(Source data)

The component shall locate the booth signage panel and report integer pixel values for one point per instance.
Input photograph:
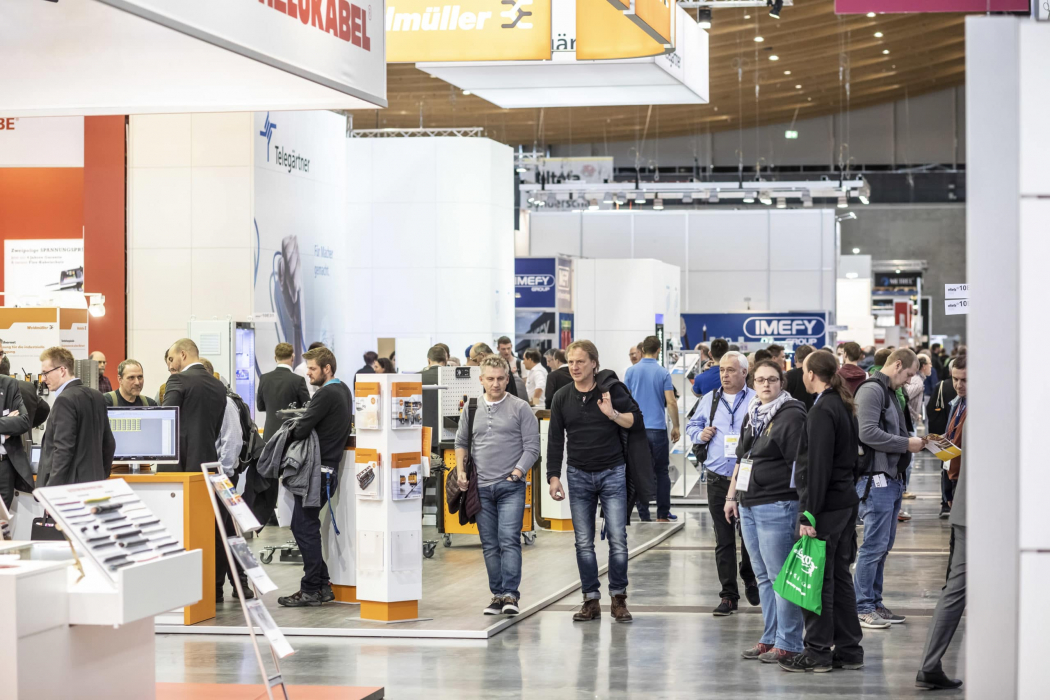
(791, 329)
(467, 30)
(900, 6)
(337, 43)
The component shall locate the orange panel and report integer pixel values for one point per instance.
(386, 612)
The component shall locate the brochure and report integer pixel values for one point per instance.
(366, 405)
(406, 405)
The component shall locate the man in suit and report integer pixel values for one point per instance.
(15, 470)
(202, 404)
(280, 388)
(78, 443)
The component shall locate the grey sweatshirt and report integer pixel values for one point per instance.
(888, 438)
(506, 435)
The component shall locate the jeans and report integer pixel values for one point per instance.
(770, 531)
(659, 448)
(879, 513)
(588, 488)
(837, 626)
(500, 527)
(726, 541)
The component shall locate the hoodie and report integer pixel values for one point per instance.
(853, 376)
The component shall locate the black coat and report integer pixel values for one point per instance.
(277, 389)
(78, 444)
(824, 468)
(202, 404)
(15, 427)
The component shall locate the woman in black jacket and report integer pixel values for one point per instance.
(824, 475)
(769, 505)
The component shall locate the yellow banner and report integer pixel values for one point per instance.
(419, 30)
(604, 32)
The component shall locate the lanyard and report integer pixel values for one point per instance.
(732, 411)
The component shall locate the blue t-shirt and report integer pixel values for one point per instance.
(648, 381)
(707, 381)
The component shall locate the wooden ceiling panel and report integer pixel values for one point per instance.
(838, 62)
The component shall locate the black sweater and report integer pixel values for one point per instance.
(328, 412)
(594, 439)
(826, 458)
(773, 453)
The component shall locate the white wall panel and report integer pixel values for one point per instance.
(606, 235)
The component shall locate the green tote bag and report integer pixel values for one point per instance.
(802, 576)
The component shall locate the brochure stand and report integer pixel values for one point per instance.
(254, 611)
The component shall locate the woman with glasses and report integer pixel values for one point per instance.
(762, 495)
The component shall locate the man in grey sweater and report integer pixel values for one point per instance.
(505, 444)
(884, 436)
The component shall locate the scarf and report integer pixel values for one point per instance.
(761, 414)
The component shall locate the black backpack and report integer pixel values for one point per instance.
(251, 448)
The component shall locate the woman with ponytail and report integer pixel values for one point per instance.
(824, 478)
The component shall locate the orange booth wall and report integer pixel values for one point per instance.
(64, 203)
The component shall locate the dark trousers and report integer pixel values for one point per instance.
(726, 541)
(837, 626)
(659, 449)
(307, 530)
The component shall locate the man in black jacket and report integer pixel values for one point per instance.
(78, 444)
(328, 415)
(280, 388)
(202, 404)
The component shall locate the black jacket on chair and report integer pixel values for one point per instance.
(202, 404)
(78, 444)
(277, 389)
(14, 427)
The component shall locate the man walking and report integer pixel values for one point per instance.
(888, 447)
(504, 444)
(650, 384)
(949, 608)
(591, 421)
(729, 406)
(329, 416)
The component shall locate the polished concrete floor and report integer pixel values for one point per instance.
(674, 649)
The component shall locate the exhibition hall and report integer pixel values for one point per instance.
(521, 348)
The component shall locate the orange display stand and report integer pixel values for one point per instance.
(197, 524)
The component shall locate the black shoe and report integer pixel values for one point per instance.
(727, 607)
(300, 599)
(802, 662)
(937, 681)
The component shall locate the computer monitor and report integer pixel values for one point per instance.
(145, 433)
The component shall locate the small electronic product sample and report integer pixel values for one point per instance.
(145, 433)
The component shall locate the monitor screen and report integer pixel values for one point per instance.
(145, 433)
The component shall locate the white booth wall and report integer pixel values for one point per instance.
(782, 259)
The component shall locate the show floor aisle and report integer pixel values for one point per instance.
(674, 649)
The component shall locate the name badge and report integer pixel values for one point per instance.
(730, 444)
(743, 474)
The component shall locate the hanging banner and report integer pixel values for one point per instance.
(419, 30)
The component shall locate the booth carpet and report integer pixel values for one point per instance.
(455, 589)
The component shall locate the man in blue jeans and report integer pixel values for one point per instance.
(505, 444)
(591, 421)
(650, 384)
(886, 443)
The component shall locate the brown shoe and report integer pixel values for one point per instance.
(590, 611)
(620, 611)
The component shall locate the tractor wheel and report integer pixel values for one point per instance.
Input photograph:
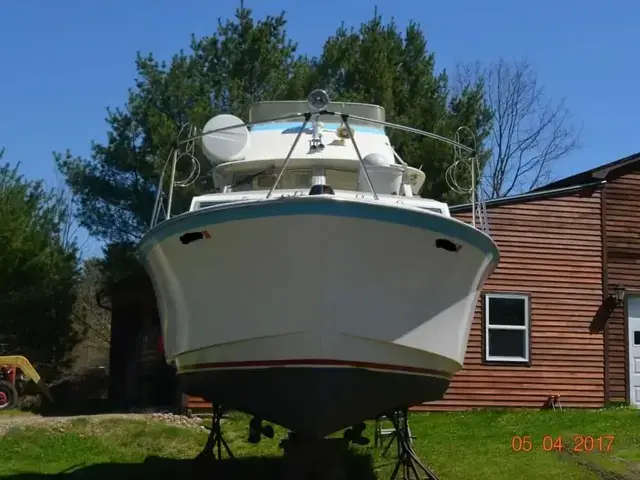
(8, 395)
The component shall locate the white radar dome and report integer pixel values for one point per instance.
(227, 145)
(376, 159)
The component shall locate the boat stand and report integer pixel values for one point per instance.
(313, 458)
(407, 460)
(215, 441)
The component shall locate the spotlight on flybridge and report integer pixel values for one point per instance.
(318, 99)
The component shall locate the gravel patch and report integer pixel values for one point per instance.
(10, 421)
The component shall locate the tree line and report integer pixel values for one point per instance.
(48, 302)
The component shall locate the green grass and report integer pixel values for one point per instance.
(465, 445)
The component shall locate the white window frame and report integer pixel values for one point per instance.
(487, 327)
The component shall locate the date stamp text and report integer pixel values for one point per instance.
(558, 443)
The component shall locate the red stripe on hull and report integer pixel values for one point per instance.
(315, 362)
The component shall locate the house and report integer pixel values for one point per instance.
(559, 316)
(561, 313)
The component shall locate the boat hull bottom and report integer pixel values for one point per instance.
(313, 401)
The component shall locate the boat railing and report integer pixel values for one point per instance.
(465, 157)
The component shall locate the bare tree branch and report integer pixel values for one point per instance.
(530, 132)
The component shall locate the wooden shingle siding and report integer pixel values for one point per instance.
(550, 249)
(622, 241)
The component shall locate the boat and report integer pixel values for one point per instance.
(313, 287)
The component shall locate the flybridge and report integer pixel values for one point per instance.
(317, 146)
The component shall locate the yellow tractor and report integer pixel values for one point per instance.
(15, 373)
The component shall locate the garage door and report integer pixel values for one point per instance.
(633, 309)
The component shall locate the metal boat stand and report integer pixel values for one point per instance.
(407, 460)
(313, 458)
(215, 441)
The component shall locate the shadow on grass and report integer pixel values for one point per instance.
(357, 466)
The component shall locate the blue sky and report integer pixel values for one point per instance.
(64, 62)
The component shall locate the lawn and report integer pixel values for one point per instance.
(466, 445)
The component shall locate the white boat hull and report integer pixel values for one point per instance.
(314, 312)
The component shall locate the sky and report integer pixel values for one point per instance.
(63, 63)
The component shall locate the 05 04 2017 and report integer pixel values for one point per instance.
(551, 443)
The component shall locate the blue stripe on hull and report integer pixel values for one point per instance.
(318, 206)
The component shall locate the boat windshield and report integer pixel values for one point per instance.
(292, 179)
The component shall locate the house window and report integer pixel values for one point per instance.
(506, 322)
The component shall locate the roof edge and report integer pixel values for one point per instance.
(598, 173)
(533, 195)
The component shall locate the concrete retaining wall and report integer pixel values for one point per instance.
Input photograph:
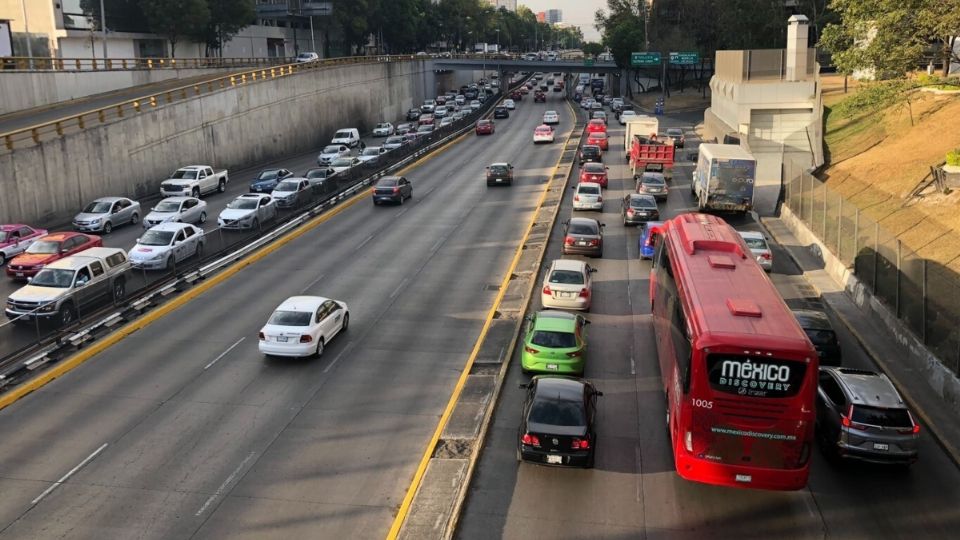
(47, 184)
(25, 90)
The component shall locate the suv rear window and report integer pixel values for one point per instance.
(875, 416)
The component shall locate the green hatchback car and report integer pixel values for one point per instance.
(555, 342)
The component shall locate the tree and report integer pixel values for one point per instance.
(175, 19)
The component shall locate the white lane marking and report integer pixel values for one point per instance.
(363, 243)
(312, 283)
(224, 353)
(399, 288)
(344, 351)
(69, 474)
(225, 483)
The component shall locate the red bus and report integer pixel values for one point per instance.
(739, 374)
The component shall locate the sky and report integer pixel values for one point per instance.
(576, 12)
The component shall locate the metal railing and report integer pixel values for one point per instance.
(25, 63)
(35, 134)
(924, 294)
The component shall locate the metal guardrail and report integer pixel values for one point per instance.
(25, 63)
(33, 135)
(144, 289)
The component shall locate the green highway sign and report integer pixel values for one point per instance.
(685, 58)
(645, 59)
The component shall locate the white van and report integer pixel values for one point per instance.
(347, 136)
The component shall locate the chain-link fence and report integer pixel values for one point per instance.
(924, 294)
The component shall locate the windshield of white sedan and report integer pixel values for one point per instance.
(53, 277)
(44, 247)
(290, 318)
(156, 238)
(555, 340)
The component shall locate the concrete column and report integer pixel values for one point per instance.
(797, 26)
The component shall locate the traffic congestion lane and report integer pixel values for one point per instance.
(198, 413)
(15, 337)
(634, 490)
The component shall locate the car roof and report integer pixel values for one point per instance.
(867, 387)
(812, 319)
(302, 303)
(561, 388)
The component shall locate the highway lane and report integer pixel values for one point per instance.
(15, 337)
(183, 429)
(634, 491)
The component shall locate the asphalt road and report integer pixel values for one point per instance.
(634, 491)
(184, 430)
(14, 337)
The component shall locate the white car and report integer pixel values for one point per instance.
(543, 133)
(587, 196)
(332, 152)
(303, 326)
(760, 249)
(371, 153)
(626, 116)
(177, 209)
(383, 129)
(248, 211)
(166, 245)
(568, 284)
(344, 163)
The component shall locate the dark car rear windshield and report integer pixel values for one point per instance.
(555, 340)
(555, 412)
(875, 416)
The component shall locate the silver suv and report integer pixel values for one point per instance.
(861, 416)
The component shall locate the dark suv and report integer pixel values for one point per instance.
(861, 416)
(590, 152)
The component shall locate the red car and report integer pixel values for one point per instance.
(594, 172)
(596, 125)
(600, 139)
(485, 127)
(48, 249)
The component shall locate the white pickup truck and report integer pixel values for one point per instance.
(194, 181)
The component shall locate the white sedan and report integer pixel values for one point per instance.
(166, 245)
(303, 326)
(542, 133)
(177, 209)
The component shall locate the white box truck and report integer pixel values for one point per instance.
(724, 178)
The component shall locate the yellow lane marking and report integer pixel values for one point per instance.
(431, 446)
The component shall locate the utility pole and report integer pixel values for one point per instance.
(103, 30)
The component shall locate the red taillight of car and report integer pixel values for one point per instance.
(530, 440)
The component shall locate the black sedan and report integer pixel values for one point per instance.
(557, 423)
(392, 189)
(636, 208)
(583, 236)
(817, 326)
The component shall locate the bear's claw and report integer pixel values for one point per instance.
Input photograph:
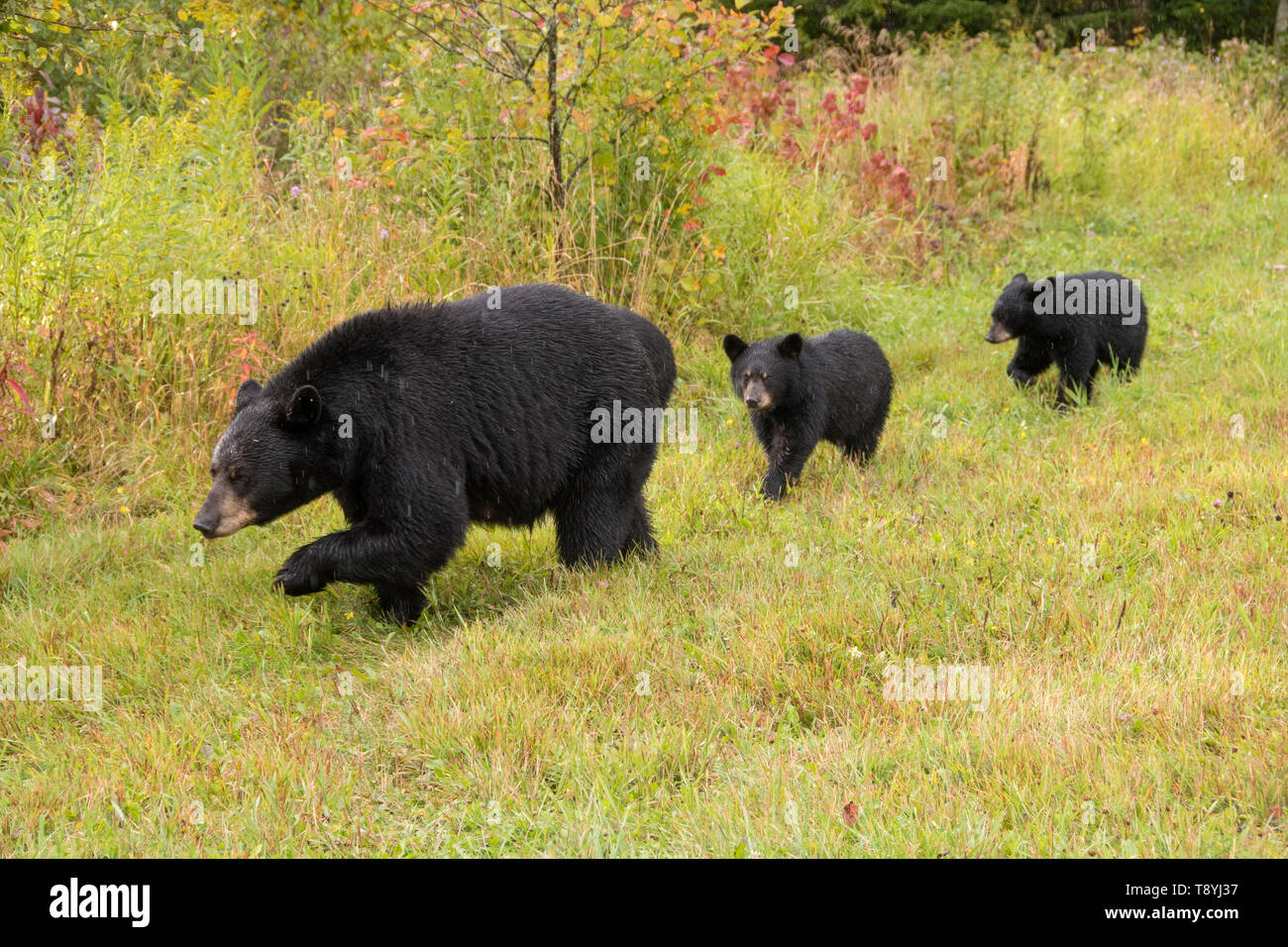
(299, 577)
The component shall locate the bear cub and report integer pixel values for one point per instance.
(1078, 322)
(423, 419)
(833, 386)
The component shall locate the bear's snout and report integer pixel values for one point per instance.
(223, 514)
(999, 333)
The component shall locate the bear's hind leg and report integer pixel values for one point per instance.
(601, 514)
(639, 536)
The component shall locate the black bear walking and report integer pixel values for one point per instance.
(833, 386)
(421, 419)
(1080, 322)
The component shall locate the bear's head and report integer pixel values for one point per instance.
(1013, 312)
(764, 373)
(270, 460)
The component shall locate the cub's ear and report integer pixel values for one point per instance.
(248, 393)
(734, 347)
(305, 407)
(791, 346)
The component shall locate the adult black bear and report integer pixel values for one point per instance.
(832, 386)
(421, 419)
(1080, 322)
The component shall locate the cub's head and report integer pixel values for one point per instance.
(1013, 312)
(267, 462)
(764, 373)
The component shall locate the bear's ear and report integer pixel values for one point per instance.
(305, 408)
(791, 346)
(248, 393)
(734, 347)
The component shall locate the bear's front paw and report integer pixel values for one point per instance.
(300, 574)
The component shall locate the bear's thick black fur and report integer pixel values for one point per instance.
(833, 386)
(471, 411)
(1078, 322)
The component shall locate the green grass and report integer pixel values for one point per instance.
(1120, 570)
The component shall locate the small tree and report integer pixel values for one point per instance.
(600, 67)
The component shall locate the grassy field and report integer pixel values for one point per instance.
(1119, 571)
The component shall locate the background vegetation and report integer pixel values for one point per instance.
(1121, 571)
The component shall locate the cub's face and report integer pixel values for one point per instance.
(258, 471)
(1013, 311)
(764, 372)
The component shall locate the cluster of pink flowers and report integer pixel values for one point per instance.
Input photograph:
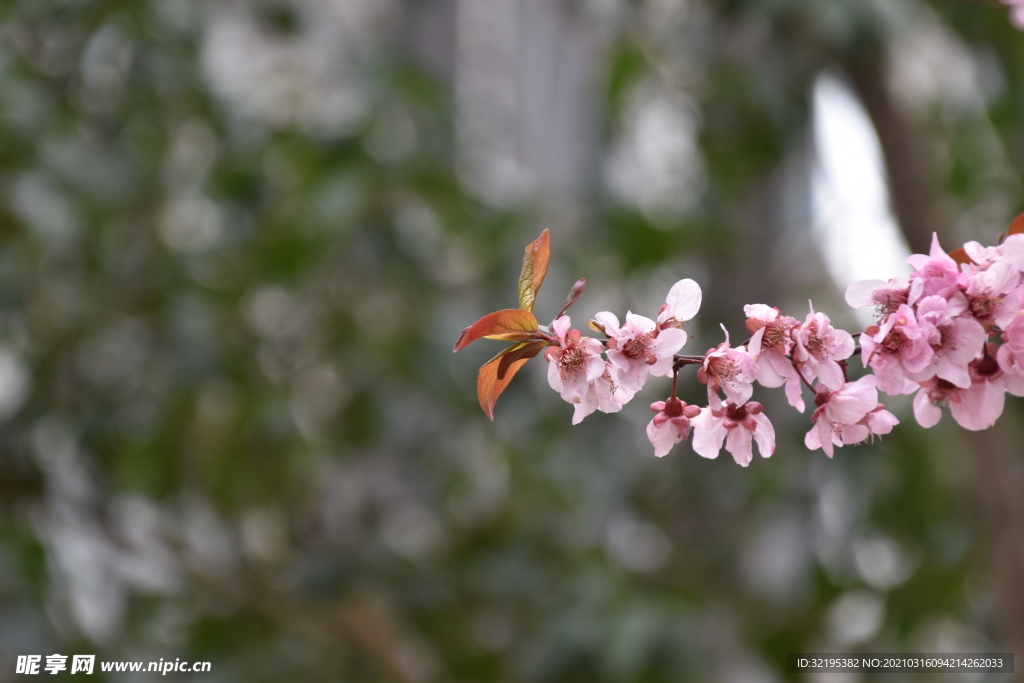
(780, 350)
(635, 350)
(952, 333)
(938, 331)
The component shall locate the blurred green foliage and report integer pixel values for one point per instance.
(244, 438)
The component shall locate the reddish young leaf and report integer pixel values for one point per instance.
(489, 386)
(510, 325)
(572, 296)
(515, 352)
(535, 267)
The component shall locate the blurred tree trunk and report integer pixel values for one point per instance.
(912, 189)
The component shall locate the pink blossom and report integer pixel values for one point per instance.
(639, 347)
(886, 297)
(1012, 248)
(895, 348)
(877, 423)
(729, 370)
(574, 363)
(938, 270)
(840, 410)
(735, 425)
(770, 344)
(933, 393)
(1011, 356)
(604, 394)
(795, 387)
(681, 305)
(954, 342)
(990, 294)
(975, 408)
(820, 346)
(671, 425)
(982, 402)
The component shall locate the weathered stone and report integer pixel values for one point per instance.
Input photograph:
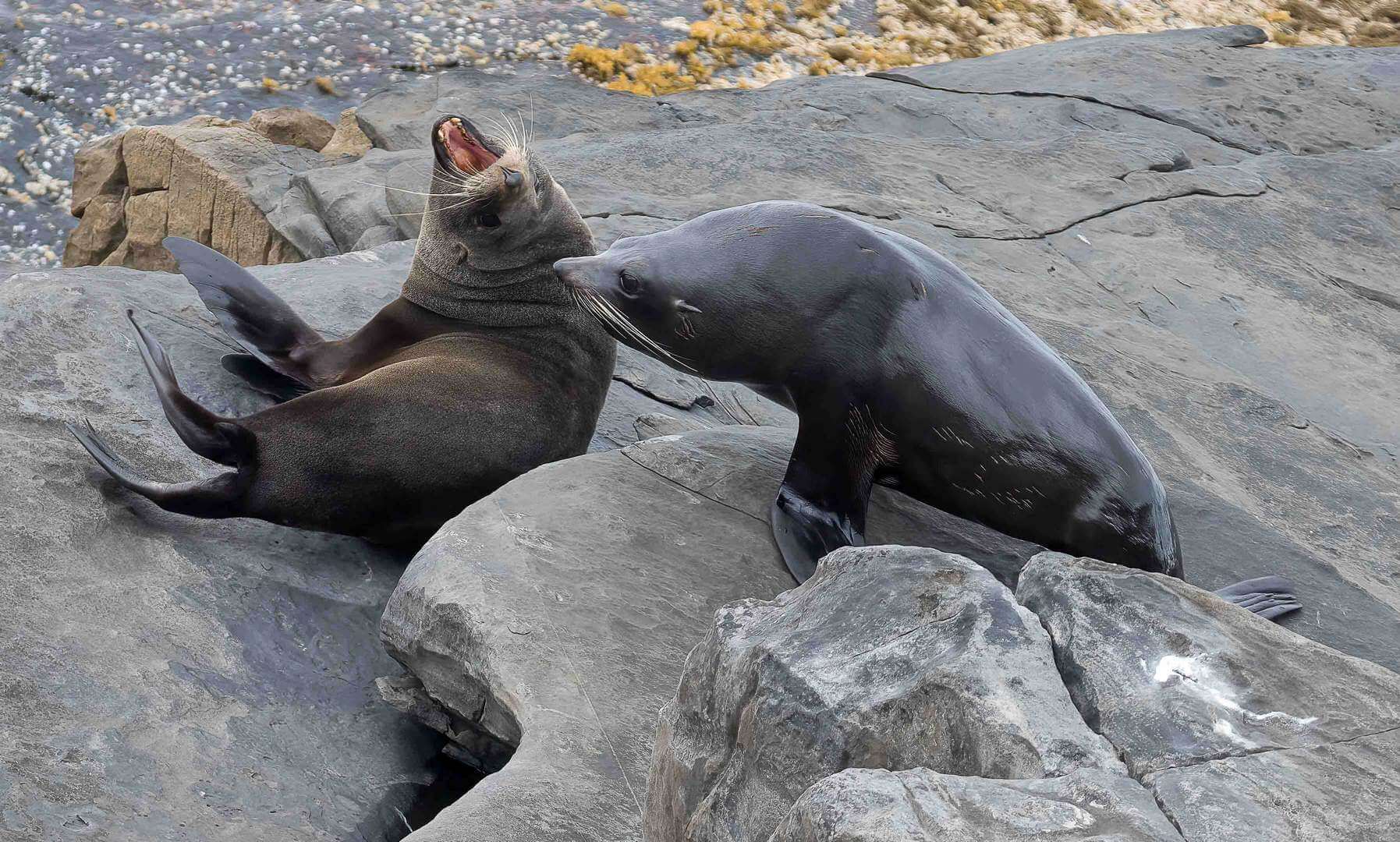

**Request**
Nothing but the lines from the one holding "The component shall locate the reddish" through the last line of the entries should be written out, exactly and inclusively, minus the pictures.

**Answer**
The component shall locate the reddish young leaf and report integer pixel values for one point per instance.
(489, 386)
(510, 325)
(572, 296)
(515, 352)
(535, 267)
The component shall locate the blurred tree trunk and report integer pixel values for one point per instance.
(912, 189)
The component shall locate the pink blossom and report integer pixel values for one point per instance.
(639, 347)
(886, 297)
(1012, 248)
(895, 348)
(877, 423)
(729, 370)
(574, 363)
(938, 270)
(840, 410)
(735, 425)
(770, 344)
(933, 393)
(1011, 356)
(604, 394)
(795, 387)
(681, 305)
(954, 342)
(990, 294)
(975, 408)
(820, 346)
(671, 425)
(982, 402)
The component shall locate the weathered stone and report integer pixel values for one point per instance.
Input photograph:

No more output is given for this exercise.